Short problem A: List every organization named on an "Organization:" line in the text on green building standards, in order.
Short problem B: Return the stretch of the text on green building standards from "Cons: In years" through "to code-built houses.", copied word for word.

== Document text ==

Although acronyms are supposed to make it easier to learn a new set of words, I think we are starting to suffer from acronymical confusion.
Some of these acronyms have been with us a long time, or they have been popularized through various media. I'm quite sure you are familar with the YMCA. You may even be a member. And I have little doubt that you know about the CIA, EPA, and FBI. However, you are probably not familar with the growing number of "green building organizations" and standards that have sprouted in the last twenty years.
LEED (Leadership in Energy and Environmental Design)
Organization: USGBC (U.S. Green Building Council)
Summary: Perhaps the most recognized green building standard, LEED is a comprehensive standard that covers just about every aspect of construction. It is a sliding scale system. Although you must meet a certain number of points to earn the certification, there are several levels: silver, gold, and platinum. Although it emcompasses both residential and commercial construction, its primary focus is multi-family and commercial projects.
Pros: It covers a broad range of issues, from location efficiency and pollution reduction, to stormwater management and regional material use. It even has a category for bird collision deterrence.
Cons: Critics argue that it fails to adequately address energy efficiency, or that it has encouraged "glass box" architecture. Unsubstantiated energy efficiency claims was even the topic of a $100M class action lawsuit (dismissed in court). The level of documentation required makes this standard cumbersome and expensive for residential projects.
Organization: EPA (Environmental Protection Agency)
Summary: A program of the U.S. federal government, this program focuses on reducing energy use in homes. Certified projects must pass either a prescriptive path or a performance path.
Pros: The name is widely known for its association with energy efficient appliances, and has solid branding because of consumer recognition.
Cons: In years past, critics said that the program lacked any teeth, that it was too easy to meet the standard (performance monitoring of certified houses showed marginal savings). A recent update, Version 3.0, is more rigorous.
Organization: Southface Energy Institute
Summary: This standard focuses on reducing the consumption of resources, energy, AND water. It applies to new homes, multi-family housing projects, and light commercial construction. Certified projects must pass a number of criteria and tests. The organization says that Earthcraft houses are projected to save 30% compared to code-built houses.
Pros: This standard covers a number of issues, and it does so without adding a lot of complexity to the building or certification process. It focuses on issues that are specific to the Southeastern part of the U.S. It has the backing of the U.S. Department of Energy, as well as the Environmental Protection Agency.
Cons: This standard does not address all aspects of sustainable construction. Also, it is only available in the following states: VA, NC, SC, TN, GA, and AL.
Organization: PHIUS (Passive House Institute US)

===
== Information shown ==

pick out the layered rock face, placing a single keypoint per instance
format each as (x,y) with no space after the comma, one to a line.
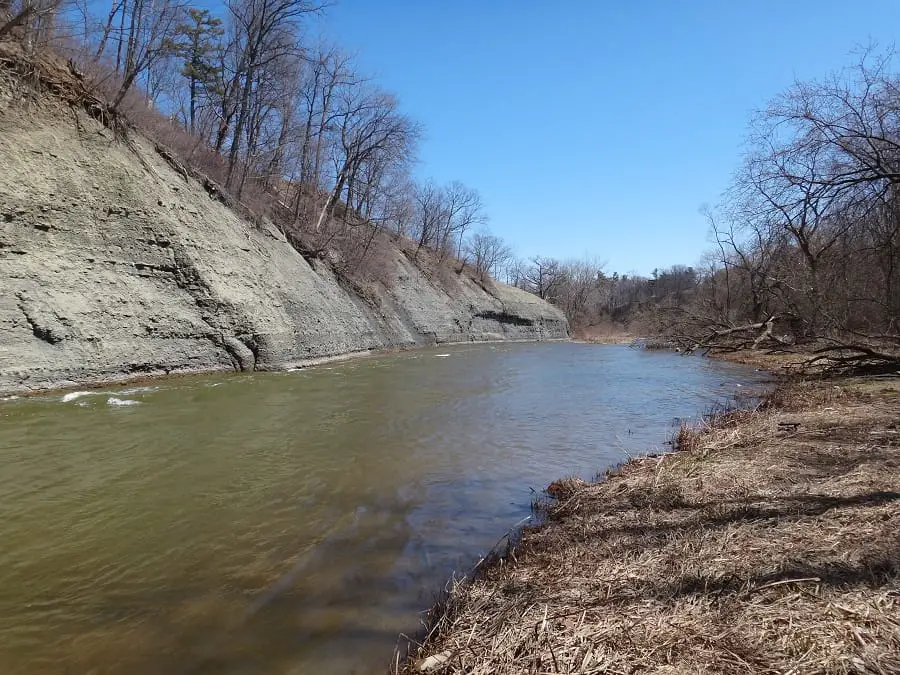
(113,264)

===

Expected answer A:
USGBC (U.S. Green Building Council)
EPA (Environmental Protection Agency)
Southface Energy Institute
PHIUS (Passive House Institute US)

Expected answer B:
Cons: In years past, critics said that the program lacked any teeth, that it was too easy to meet the standard (performance monitoring of certified houses showed marginal savings). A recent update, Version 3.0, is more rigorous.
Organization: Southface Energy Institute
Summary: This standard focuses on reducing the consumption of resources, energy, AND water. It applies to new homes, multi-family housing projects, and light commercial construction. Certified projects must pass a number of criteria and tests. The organization says that Earthcraft houses are projected to save 30% compared to code-built houses.